### THE TASK
Reproduce the part of the data below that opens with the line containing "tag the black backpack, one" and closes with the end of the data, requests included. Scale every point coordinate in the answers by 1.45 and round each to a whole number, with halves rounded up, leaving the requests and their format samples unchanged.

### RECORD SET
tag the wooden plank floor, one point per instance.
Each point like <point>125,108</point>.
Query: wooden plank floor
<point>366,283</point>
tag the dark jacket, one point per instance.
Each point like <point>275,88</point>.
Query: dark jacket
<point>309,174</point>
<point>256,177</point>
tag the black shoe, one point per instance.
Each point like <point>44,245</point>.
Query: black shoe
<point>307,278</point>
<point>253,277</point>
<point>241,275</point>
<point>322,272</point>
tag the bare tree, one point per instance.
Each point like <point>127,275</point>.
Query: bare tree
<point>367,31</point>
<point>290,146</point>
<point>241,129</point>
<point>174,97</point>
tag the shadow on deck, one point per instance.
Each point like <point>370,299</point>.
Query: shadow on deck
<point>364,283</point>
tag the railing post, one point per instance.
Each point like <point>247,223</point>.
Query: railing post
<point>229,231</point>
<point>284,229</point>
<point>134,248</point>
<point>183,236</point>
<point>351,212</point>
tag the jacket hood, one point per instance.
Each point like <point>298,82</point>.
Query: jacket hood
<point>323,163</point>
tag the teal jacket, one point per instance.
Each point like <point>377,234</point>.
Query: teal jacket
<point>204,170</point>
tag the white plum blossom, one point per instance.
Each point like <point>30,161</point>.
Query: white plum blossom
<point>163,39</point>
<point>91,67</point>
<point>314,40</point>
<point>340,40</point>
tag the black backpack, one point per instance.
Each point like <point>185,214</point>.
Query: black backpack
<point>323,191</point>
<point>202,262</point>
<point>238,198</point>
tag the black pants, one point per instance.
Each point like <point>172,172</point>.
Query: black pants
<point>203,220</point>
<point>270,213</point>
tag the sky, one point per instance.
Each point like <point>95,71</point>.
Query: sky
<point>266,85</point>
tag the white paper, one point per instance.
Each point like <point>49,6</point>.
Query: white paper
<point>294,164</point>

### CORRECT OUTPUT
tag the black backpack, one point per instance.
Each point like <point>185,214</point>.
Query: black backpack
<point>468,277</point>
<point>293,380</point>
<point>345,287</point>
tag the black pants, one point per instance.
Each point like <point>172,172</point>.
Query: black pants
<point>294,319</point>
<point>392,309</point>
tag the sky, one point per instance.
Each point like <point>95,71</point>.
Query: sky
<point>386,123</point>
tag the white paper, one point per instance.
Each point like <point>49,6</point>.
Query: white paper
<point>426,238</point>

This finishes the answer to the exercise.